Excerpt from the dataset
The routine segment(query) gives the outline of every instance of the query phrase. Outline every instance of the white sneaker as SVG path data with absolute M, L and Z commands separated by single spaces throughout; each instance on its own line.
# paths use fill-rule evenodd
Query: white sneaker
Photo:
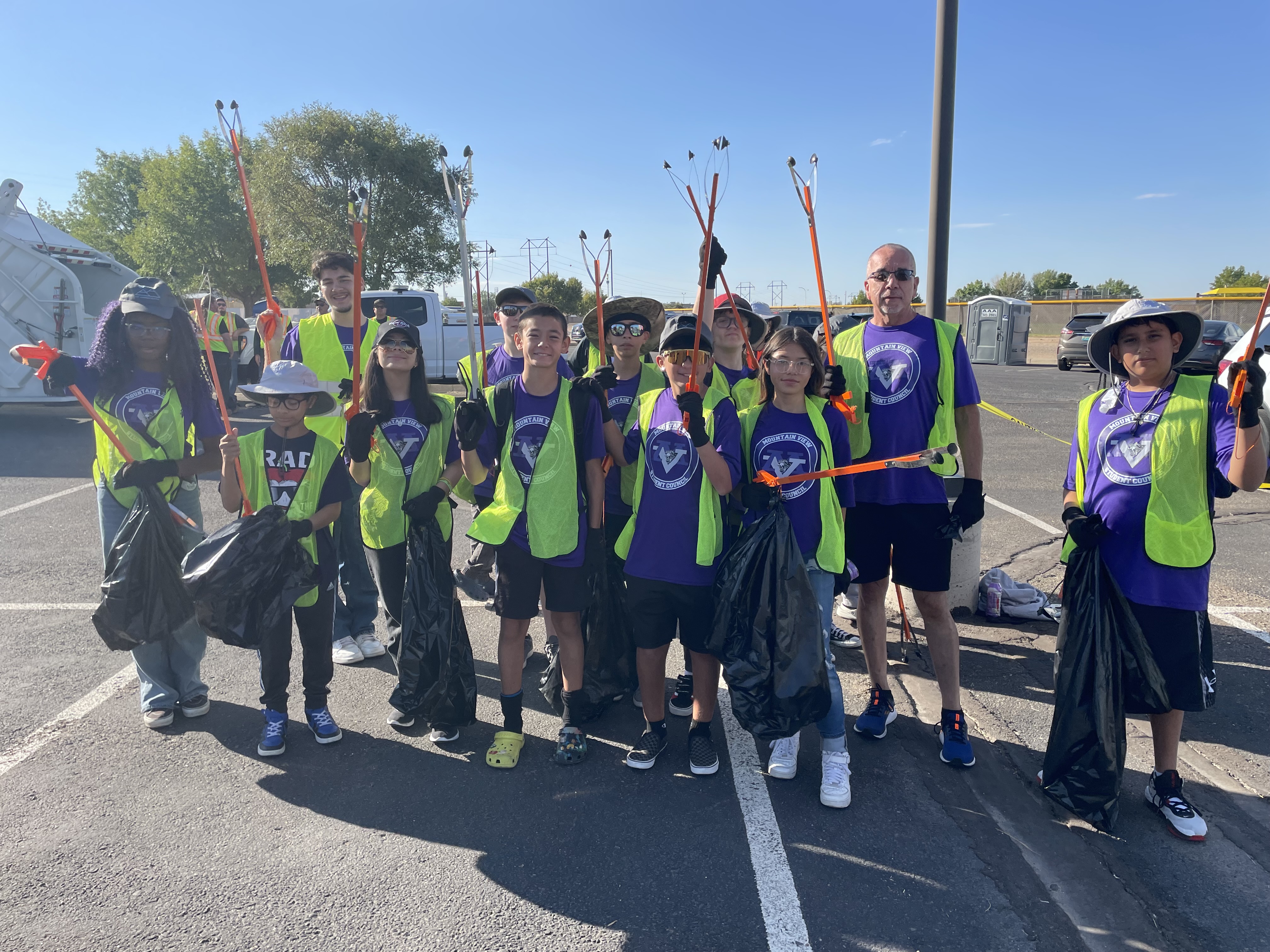
M 820 802 L 842 809 L 851 806 L 851 754 L 846 750 L 820 751 Z
M 357 664 L 364 661 L 366 655 L 352 638 L 340 638 L 330 646 L 330 660 L 335 664 Z
M 354 637 L 357 646 L 362 650 L 362 658 L 378 658 L 387 652 L 387 649 L 375 637 L 373 631 L 363 631 Z
M 798 773 L 799 735 L 773 740 L 768 746 L 772 749 L 772 755 L 767 760 L 767 776 L 781 781 L 794 779 L 794 774 Z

**Problem description:** Gather every line from the entries above that contains the word "white". Treat uppercase and lowercase letters as different.

**Response to the task:**
The routine segment(query) gives the outline of every instance of the query phrase. Outline every instance of the white sneaker as SVG path data with absolute M, L and Z commands separated by single spaces throughout; each instance on its own line.
Query: white sneaker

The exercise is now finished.